▸ Task directions
Transcribe the rows word for word, everything from the very first one down to the line with "<point>526,33</point>", including both ends, and omit the pictures.

▸ Task inputs
********

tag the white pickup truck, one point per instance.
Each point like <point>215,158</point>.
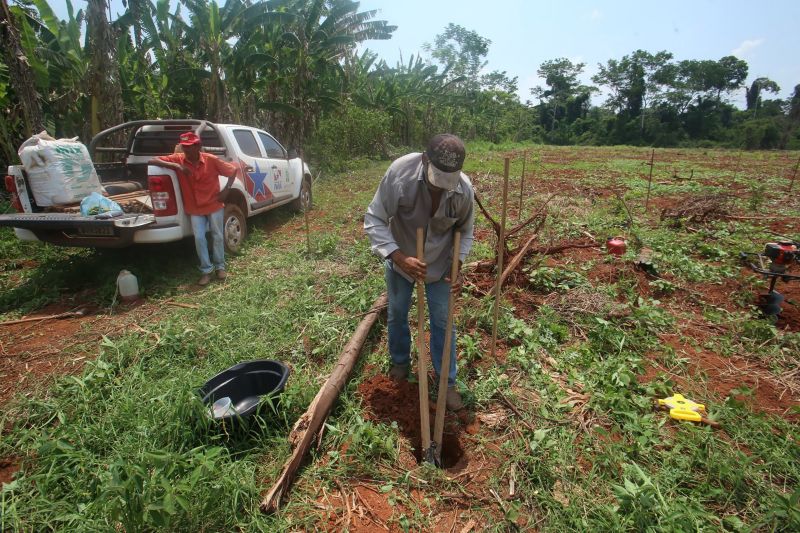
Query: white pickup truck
<point>270,176</point>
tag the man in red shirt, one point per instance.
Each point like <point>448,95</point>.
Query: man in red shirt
<point>198,173</point>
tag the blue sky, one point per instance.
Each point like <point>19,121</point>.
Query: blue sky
<point>526,33</point>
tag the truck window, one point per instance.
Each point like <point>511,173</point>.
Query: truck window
<point>274,150</point>
<point>247,143</point>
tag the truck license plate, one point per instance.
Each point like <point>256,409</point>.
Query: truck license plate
<point>97,231</point>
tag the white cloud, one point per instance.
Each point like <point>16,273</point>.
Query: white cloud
<point>746,47</point>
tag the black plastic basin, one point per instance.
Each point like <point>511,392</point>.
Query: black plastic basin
<point>246,384</point>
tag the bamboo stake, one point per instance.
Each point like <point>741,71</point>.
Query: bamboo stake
<point>514,263</point>
<point>649,180</point>
<point>444,369</point>
<point>738,164</point>
<point>794,175</point>
<point>522,185</point>
<point>422,353</point>
<point>500,252</point>
<point>307,426</point>
<point>305,210</point>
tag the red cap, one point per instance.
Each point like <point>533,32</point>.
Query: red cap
<point>189,138</point>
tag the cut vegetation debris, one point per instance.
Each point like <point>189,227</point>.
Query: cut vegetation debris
<point>103,429</point>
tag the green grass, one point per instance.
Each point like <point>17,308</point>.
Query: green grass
<point>126,443</point>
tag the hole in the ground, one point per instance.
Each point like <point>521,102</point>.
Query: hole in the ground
<point>392,401</point>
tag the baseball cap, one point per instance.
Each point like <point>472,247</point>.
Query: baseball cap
<point>446,153</point>
<point>189,138</point>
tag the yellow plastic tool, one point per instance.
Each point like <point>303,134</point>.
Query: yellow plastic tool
<point>681,408</point>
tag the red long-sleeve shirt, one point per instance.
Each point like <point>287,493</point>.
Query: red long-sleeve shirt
<point>201,187</point>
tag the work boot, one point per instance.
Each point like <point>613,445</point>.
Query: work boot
<point>398,372</point>
<point>453,399</point>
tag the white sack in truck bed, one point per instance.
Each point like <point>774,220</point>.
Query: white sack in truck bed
<point>59,171</point>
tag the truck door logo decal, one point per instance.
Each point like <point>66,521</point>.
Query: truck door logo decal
<point>255,184</point>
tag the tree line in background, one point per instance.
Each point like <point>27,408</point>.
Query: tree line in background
<point>293,67</point>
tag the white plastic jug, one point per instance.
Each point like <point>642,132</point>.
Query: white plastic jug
<point>128,286</point>
<point>222,408</point>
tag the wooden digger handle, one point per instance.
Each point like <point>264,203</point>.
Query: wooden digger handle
<point>444,370</point>
<point>422,354</point>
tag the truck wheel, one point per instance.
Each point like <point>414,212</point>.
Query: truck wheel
<point>234,228</point>
<point>303,202</point>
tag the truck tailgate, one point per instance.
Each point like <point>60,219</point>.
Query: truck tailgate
<point>72,228</point>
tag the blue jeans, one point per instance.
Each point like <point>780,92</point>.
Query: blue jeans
<point>437,293</point>
<point>213,223</point>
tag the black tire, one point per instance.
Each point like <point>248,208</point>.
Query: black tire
<point>234,228</point>
<point>305,200</point>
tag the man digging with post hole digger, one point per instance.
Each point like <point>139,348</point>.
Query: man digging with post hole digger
<point>198,174</point>
<point>422,190</point>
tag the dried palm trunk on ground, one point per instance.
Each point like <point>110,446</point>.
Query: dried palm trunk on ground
<point>307,426</point>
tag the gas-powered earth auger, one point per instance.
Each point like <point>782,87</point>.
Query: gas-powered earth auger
<point>773,263</point>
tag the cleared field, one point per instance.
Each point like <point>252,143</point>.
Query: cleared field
<point>102,428</point>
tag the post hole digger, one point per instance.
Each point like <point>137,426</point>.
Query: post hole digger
<point>773,263</point>
<point>432,448</point>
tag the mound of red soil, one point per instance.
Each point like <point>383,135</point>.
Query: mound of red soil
<point>390,401</point>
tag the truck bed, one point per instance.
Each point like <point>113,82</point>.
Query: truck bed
<point>137,202</point>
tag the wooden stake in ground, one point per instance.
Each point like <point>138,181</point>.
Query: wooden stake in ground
<point>522,185</point>
<point>649,180</point>
<point>500,249</point>
<point>305,209</point>
<point>307,426</point>
<point>794,175</point>
<point>422,353</point>
<point>444,369</point>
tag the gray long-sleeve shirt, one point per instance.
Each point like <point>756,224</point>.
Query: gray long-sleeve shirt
<point>403,203</point>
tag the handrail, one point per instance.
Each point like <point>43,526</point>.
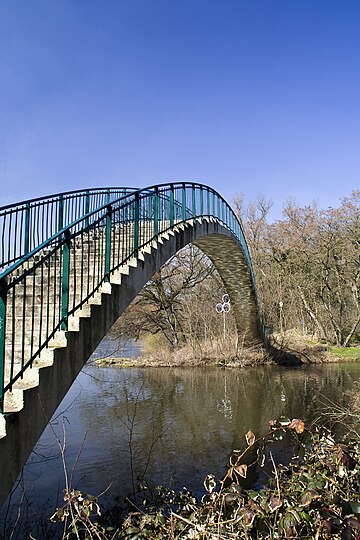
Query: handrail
<point>50,283</point>
<point>27,224</point>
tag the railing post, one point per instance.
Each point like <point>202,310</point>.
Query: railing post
<point>61,213</point>
<point>136,224</point>
<point>3,294</point>
<point>27,229</point>
<point>108,242</point>
<point>156,213</point>
<point>65,281</point>
<point>171,217</point>
<point>193,197</point>
<point>87,207</point>
<point>183,203</point>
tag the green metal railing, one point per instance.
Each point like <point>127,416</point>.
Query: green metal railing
<point>50,283</point>
<point>26,225</point>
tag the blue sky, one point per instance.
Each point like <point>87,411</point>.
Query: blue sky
<point>244,95</point>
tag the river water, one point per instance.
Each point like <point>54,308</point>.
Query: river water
<point>168,426</point>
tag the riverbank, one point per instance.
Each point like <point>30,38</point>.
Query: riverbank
<point>282,350</point>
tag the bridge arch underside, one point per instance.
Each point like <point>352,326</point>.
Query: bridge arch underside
<point>24,428</point>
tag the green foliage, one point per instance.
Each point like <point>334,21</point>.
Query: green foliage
<point>315,494</point>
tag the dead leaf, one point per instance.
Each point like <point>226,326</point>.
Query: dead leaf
<point>298,425</point>
<point>250,438</point>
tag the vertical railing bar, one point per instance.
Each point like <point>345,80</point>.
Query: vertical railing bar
<point>41,303</point>
<point>183,203</point>
<point>9,246</point>
<point>136,224</point>
<point>107,242</point>
<point>171,205</point>
<point>33,314</point>
<point>48,296</point>
<point>87,207</point>
<point>3,299</point>
<point>61,213</point>
<point>13,332</point>
<point>156,213</point>
<point>65,280</point>
<point>23,325</point>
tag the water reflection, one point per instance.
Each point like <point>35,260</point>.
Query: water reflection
<point>167,425</point>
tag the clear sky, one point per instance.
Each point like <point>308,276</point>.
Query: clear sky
<point>243,95</point>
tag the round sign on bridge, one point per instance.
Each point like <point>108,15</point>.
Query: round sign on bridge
<point>226,307</point>
<point>219,308</point>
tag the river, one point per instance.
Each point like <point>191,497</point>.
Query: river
<point>168,426</point>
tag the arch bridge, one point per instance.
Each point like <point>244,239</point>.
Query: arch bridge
<point>71,263</point>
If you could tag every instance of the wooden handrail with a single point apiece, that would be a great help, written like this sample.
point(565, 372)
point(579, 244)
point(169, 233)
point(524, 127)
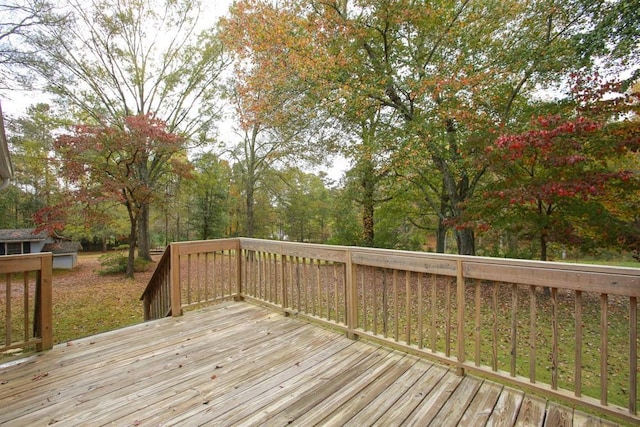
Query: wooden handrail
point(27, 302)
point(500, 318)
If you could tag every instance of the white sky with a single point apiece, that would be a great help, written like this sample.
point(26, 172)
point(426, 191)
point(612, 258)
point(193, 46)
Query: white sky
point(15, 102)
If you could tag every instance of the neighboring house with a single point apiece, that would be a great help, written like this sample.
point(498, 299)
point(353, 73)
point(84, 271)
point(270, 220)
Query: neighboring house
point(6, 170)
point(27, 241)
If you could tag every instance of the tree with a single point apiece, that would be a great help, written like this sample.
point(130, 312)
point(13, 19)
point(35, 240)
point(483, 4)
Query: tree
point(31, 140)
point(125, 165)
point(18, 19)
point(561, 180)
point(209, 196)
point(115, 59)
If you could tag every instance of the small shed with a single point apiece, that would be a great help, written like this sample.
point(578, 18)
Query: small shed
point(28, 241)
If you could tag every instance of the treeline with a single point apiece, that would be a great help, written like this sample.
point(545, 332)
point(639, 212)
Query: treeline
point(497, 128)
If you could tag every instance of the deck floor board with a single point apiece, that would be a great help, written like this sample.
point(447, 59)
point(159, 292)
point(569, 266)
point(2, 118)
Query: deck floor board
point(239, 364)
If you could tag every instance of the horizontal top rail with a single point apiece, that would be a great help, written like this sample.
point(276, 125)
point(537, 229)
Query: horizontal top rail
point(502, 318)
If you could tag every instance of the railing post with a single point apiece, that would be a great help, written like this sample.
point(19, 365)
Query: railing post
point(239, 265)
point(176, 290)
point(283, 282)
point(351, 297)
point(460, 287)
point(44, 303)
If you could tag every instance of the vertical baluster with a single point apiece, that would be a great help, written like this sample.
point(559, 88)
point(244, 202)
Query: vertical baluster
point(365, 309)
point(214, 276)
point(478, 322)
point(633, 355)
point(533, 332)
point(189, 279)
point(374, 297)
point(494, 335)
point(577, 373)
point(396, 312)
point(447, 344)
point(420, 312)
point(7, 318)
point(434, 324)
point(25, 299)
point(514, 328)
point(335, 292)
point(604, 347)
point(554, 338)
point(312, 288)
point(407, 334)
point(385, 305)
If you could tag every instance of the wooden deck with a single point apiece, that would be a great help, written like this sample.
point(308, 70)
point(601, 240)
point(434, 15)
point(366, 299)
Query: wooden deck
point(239, 364)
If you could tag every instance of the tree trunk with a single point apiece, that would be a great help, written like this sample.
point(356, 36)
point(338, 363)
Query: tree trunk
point(466, 241)
point(441, 235)
point(250, 212)
point(132, 245)
point(144, 240)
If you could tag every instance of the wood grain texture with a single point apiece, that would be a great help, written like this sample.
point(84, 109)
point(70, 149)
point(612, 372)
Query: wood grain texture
point(239, 364)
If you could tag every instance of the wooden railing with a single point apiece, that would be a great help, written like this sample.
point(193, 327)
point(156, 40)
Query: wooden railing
point(26, 302)
point(567, 331)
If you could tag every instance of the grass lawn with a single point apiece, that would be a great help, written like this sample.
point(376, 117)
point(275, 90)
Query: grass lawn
point(86, 303)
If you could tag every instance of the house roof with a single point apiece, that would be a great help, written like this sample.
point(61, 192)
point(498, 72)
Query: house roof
point(22, 235)
point(62, 247)
point(6, 169)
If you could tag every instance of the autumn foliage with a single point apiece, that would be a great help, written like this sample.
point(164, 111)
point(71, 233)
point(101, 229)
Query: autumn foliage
point(564, 180)
point(124, 164)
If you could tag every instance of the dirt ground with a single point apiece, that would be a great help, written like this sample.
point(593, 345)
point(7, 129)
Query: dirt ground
point(86, 303)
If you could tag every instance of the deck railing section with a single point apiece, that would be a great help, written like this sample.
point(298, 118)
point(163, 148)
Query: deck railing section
point(568, 331)
point(26, 302)
point(191, 274)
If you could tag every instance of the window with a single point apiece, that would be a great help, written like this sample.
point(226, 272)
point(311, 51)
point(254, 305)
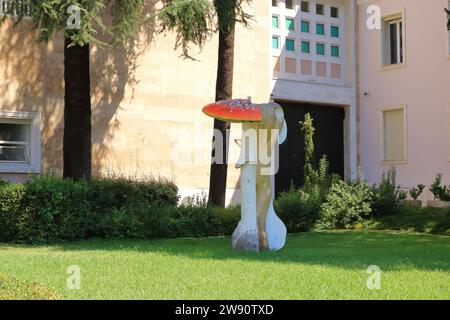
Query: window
point(305, 6)
point(275, 43)
point(334, 31)
point(305, 26)
point(320, 29)
point(306, 47)
point(289, 4)
point(320, 49)
point(334, 13)
point(19, 142)
point(290, 45)
point(335, 51)
point(393, 41)
point(320, 9)
point(394, 135)
point(290, 24)
point(14, 142)
point(275, 22)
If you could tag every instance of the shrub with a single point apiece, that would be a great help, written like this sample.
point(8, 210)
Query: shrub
point(48, 208)
point(416, 191)
point(387, 196)
point(345, 204)
point(440, 192)
point(10, 209)
point(297, 209)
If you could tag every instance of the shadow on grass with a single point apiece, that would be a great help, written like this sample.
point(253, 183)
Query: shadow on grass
point(346, 249)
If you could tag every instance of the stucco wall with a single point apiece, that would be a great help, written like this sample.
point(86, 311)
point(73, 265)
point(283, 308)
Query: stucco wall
point(146, 105)
point(422, 85)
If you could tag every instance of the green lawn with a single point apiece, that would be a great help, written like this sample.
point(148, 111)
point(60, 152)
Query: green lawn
point(323, 265)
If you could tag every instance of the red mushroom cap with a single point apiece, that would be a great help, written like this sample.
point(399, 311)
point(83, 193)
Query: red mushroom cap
point(237, 110)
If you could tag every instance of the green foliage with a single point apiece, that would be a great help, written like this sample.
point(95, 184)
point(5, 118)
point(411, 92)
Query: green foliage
point(317, 181)
point(192, 21)
point(410, 219)
point(10, 210)
point(118, 20)
point(15, 289)
point(308, 129)
point(345, 204)
point(48, 208)
point(231, 11)
point(416, 191)
point(439, 191)
point(388, 195)
point(297, 209)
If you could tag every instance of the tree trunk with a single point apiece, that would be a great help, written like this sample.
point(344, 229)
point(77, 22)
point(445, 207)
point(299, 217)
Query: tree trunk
point(77, 112)
point(224, 91)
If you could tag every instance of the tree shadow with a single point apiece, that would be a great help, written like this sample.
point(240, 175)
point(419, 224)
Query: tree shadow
point(32, 79)
point(346, 249)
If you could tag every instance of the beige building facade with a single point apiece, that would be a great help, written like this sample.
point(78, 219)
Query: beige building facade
point(379, 96)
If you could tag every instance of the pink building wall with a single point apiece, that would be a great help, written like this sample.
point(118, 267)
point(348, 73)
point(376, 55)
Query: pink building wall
point(422, 85)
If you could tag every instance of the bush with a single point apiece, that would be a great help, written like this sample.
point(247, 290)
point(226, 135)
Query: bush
point(50, 209)
point(387, 196)
point(345, 204)
point(424, 220)
point(298, 210)
point(10, 209)
point(416, 191)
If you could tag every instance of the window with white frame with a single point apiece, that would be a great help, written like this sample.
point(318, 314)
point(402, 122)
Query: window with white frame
point(15, 7)
point(308, 41)
point(19, 142)
point(394, 134)
point(15, 141)
point(393, 41)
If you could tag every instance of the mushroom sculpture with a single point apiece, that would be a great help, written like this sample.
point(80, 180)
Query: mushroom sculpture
point(263, 129)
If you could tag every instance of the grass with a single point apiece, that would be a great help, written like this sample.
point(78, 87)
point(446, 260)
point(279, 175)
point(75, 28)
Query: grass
point(322, 265)
point(14, 289)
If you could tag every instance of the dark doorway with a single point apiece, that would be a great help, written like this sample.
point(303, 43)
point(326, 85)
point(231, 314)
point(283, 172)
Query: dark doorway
point(328, 139)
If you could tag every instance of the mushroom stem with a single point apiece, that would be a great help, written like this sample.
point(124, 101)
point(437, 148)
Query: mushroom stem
point(245, 237)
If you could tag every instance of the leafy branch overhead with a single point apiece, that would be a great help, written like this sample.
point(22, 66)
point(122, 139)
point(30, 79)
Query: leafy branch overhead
point(194, 21)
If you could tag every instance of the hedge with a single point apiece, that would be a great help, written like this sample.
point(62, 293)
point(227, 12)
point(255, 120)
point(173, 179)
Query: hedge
point(50, 209)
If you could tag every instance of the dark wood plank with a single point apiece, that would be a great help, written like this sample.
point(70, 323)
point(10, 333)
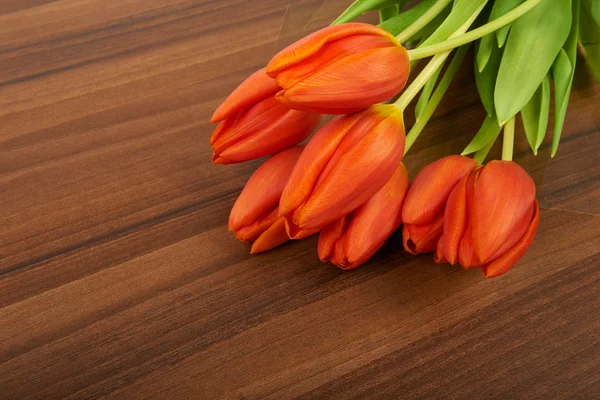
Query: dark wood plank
point(120, 280)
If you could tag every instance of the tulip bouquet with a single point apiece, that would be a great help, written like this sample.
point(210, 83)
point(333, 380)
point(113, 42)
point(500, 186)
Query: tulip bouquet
point(348, 184)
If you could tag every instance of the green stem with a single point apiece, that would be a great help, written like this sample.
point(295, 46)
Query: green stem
point(423, 20)
point(432, 66)
point(451, 43)
point(508, 139)
point(436, 97)
point(481, 154)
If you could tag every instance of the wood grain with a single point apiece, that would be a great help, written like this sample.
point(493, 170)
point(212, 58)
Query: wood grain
point(120, 280)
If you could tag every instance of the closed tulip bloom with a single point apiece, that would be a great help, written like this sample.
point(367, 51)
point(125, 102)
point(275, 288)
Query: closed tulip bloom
point(354, 238)
point(490, 219)
point(423, 211)
point(255, 217)
point(345, 163)
point(254, 124)
point(341, 69)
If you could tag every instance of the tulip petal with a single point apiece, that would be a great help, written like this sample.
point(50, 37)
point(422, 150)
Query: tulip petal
point(439, 257)
point(313, 160)
point(358, 172)
point(466, 254)
point(313, 43)
point(356, 82)
point(250, 233)
point(265, 128)
point(330, 53)
point(430, 189)
point(504, 196)
point(507, 260)
point(456, 217)
point(263, 190)
point(329, 236)
point(257, 87)
point(274, 236)
point(418, 239)
point(374, 221)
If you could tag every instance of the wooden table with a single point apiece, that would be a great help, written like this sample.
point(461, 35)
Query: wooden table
point(120, 279)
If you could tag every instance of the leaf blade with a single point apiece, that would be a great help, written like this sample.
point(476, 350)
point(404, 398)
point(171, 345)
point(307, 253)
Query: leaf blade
point(535, 115)
point(490, 129)
point(544, 29)
point(563, 70)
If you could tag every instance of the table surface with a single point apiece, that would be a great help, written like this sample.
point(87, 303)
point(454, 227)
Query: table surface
point(120, 279)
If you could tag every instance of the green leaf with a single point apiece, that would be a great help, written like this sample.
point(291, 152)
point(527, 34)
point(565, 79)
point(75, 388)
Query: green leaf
point(362, 6)
point(432, 26)
point(589, 37)
point(500, 8)
point(426, 92)
point(596, 11)
point(388, 12)
point(486, 80)
point(533, 43)
point(535, 115)
point(402, 21)
point(484, 51)
point(489, 131)
point(462, 10)
point(486, 43)
point(563, 71)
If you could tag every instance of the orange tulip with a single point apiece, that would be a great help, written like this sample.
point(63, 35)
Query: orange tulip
point(255, 217)
point(340, 69)
point(490, 219)
point(423, 212)
point(354, 238)
point(254, 124)
point(345, 163)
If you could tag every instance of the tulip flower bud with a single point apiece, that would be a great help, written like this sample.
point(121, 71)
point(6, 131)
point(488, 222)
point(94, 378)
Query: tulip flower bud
point(346, 162)
point(255, 217)
point(354, 238)
point(254, 124)
point(423, 212)
point(341, 69)
point(490, 218)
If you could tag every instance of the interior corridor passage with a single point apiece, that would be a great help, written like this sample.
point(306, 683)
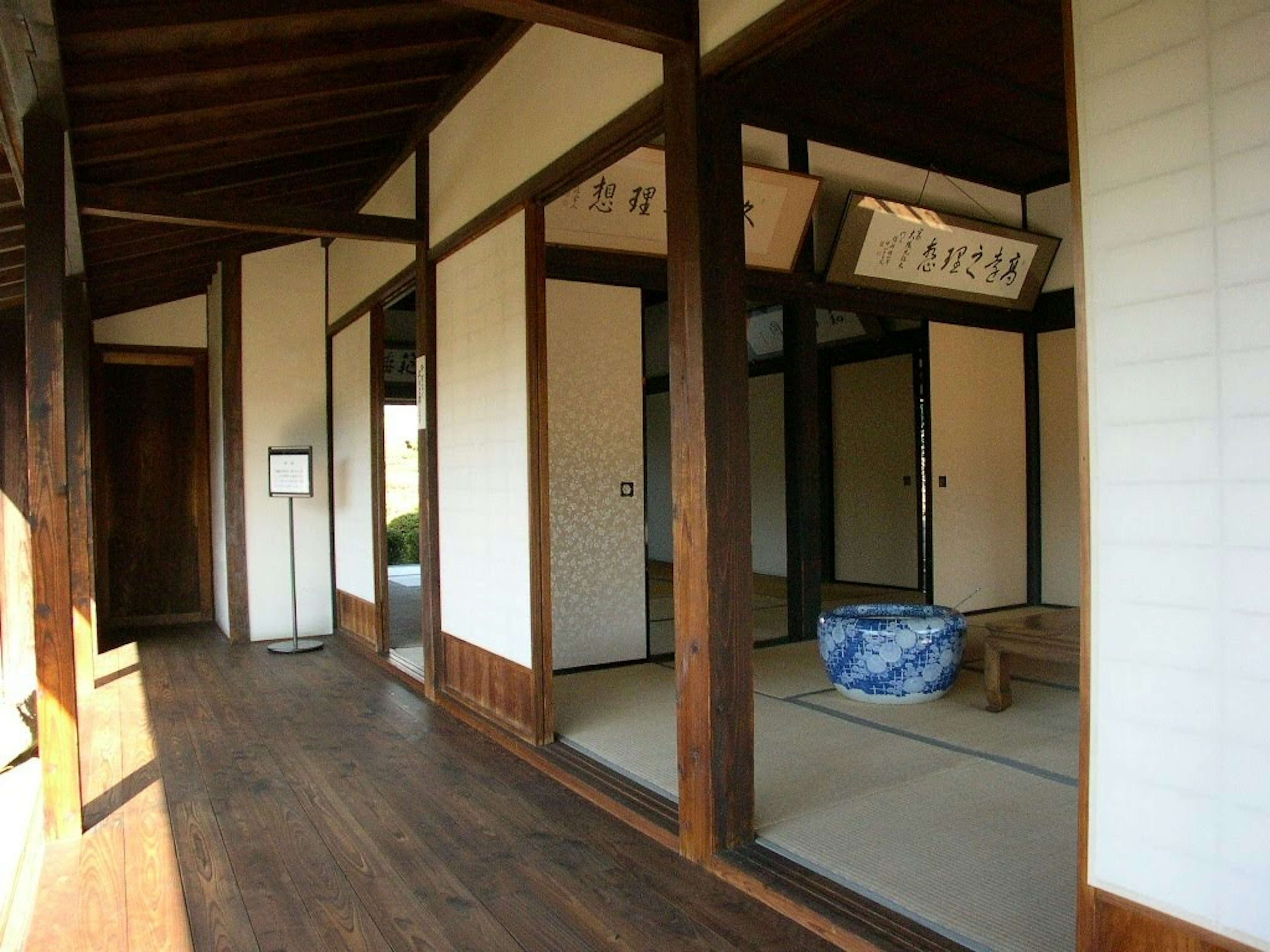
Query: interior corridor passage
point(240, 800)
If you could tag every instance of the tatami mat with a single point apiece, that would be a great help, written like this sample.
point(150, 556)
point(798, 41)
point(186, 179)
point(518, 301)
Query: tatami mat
point(960, 818)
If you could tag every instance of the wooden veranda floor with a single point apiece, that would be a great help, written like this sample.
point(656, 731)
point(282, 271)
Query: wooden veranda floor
point(240, 800)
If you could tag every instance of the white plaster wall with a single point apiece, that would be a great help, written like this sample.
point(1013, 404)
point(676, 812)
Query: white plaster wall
point(216, 459)
point(360, 268)
point(285, 404)
point(1060, 471)
point(768, 474)
point(483, 461)
point(352, 484)
point(722, 20)
point(596, 435)
point(1174, 121)
point(549, 93)
point(657, 466)
point(175, 324)
point(845, 172)
point(978, 444)
point(1051, 214)
point(875, 525)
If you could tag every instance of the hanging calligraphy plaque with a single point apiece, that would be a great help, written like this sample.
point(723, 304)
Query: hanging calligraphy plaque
point(897, 247)
point(624, 210)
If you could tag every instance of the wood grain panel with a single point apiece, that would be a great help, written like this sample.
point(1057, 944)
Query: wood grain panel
point(494, 687)
point(360, 619)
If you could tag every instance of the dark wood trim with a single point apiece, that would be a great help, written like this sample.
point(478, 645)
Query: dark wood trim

********

▸ Answer
tag the white pickup truck, one point per instance.
Each point like <point>215,158</point>.
Query: white pickup truck
<point>270,176</point>
tag the man in red shirt, one point per instance.
Each point like <point>448,95</point>.
Query: man in red shirt
<point>198,173</point>
tag the blue sky, one point per instance.
Each point like <point>19,121</point>.
Query: blue sky
<point>526,33</point>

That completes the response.